EXERCISE PROMPT:
Copy the rows below exactly as they appear, keeping every line in its original order.

(Point annotation data)
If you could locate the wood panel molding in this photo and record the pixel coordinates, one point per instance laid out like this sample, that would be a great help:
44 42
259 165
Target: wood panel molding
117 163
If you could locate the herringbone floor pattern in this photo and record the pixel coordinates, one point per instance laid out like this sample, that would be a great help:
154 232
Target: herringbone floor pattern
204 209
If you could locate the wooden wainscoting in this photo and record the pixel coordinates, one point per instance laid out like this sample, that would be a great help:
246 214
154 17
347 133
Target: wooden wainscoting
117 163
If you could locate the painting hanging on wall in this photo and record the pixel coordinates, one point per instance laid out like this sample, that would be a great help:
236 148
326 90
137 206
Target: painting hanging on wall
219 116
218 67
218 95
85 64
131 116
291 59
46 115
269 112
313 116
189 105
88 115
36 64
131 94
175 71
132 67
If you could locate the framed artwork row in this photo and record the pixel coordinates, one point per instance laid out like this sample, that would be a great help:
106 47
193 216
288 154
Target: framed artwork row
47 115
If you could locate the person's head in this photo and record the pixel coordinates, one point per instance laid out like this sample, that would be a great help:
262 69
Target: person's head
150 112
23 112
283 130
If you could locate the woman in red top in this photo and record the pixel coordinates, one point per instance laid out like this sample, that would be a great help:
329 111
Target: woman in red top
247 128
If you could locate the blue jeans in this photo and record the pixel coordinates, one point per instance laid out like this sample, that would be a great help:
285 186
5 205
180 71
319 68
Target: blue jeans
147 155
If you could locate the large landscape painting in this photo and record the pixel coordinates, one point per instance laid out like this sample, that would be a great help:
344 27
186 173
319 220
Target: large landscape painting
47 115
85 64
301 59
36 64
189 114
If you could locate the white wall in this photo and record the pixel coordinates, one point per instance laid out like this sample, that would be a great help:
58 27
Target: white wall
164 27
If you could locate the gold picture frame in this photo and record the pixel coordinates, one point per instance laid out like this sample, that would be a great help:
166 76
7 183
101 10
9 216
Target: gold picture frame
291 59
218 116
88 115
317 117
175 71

REPLY TO THE EXERCISE:
If you could locate the wood panel molding in this photo and record the pixel coordinates, one point per instance laid out like this sample, that would be a great help:
44 42
259 165
Target: wood panel molding
117 163
If you could locate the herringbone floor pattern in this photo and record the pixel coordinates, one point per instance laid out like this sample, that would be a great help:
154 232
Target: herringbone floor pattern
204 209
If you could locate the wooden wainscoting in this photo and record the pixel coordinates, one point per instance laid out like this sample, that would be a great help:
246 214
154 17
347 133
Target: wooden wainscoting
117 163
If you could locate the painting hanging on wall in this photo and record the pixel coordinates, one point per instance laid out like this sample, that would be a great help:
236 148
326 90
137 206
Target: painting hanging on wall
219 116
218 67
218 95
85 64
131 116
291 59
46 115
269 112
313 116
189 105
88 115
36 64
131 94
175 71
132 67
If you could locate the framed artwork row in this photo and record the pixel coordinates, one point per instance laid out like this sample, that would be a great help:
106 47
193 216
288 154
Target: framed artwork row
47 115
If you could locate the person's head in this photo and record the pixel coordinates, one point per instance laid out like this sample, that would be a great help:
262 69
Target: person's head
150 112
23 112
283 130
If you could locate the woman in red top in this photo and record the pixel coordinates, one point per instance laid out like this sample, that would be a great help:
329 111
Target: woman in red top
247 128
If you could locate the blue jeans in this photo and record the pixel coordinates, one point per instance laid out like this sample, that would be a great help:
285 186
5 205
180 71
319 68
Target: blue jeans
147 155
If you could locate the large landscape painting in this photo and record the pixel coordinates, one point per instance laid out like this sample, that would be a great help:
344 27
186 173
319 220
Target: large landscape painting
47 115
85 64
301 59
36 64
189 114
If you could locate the white wall in this photo and record the pixel coordinates, one point per instance laid out like this sample, that would be a great help:
58 27
Target: white wall
164 27
If you could locate the gold picture frame in this photo and record the pixel coordinates, one point per instance laid out like this sample, that would be a great help:
166 76
7 183
101 10
9 216
Target: gold picture frame
291 59
218 116
88 115
317 117
175 71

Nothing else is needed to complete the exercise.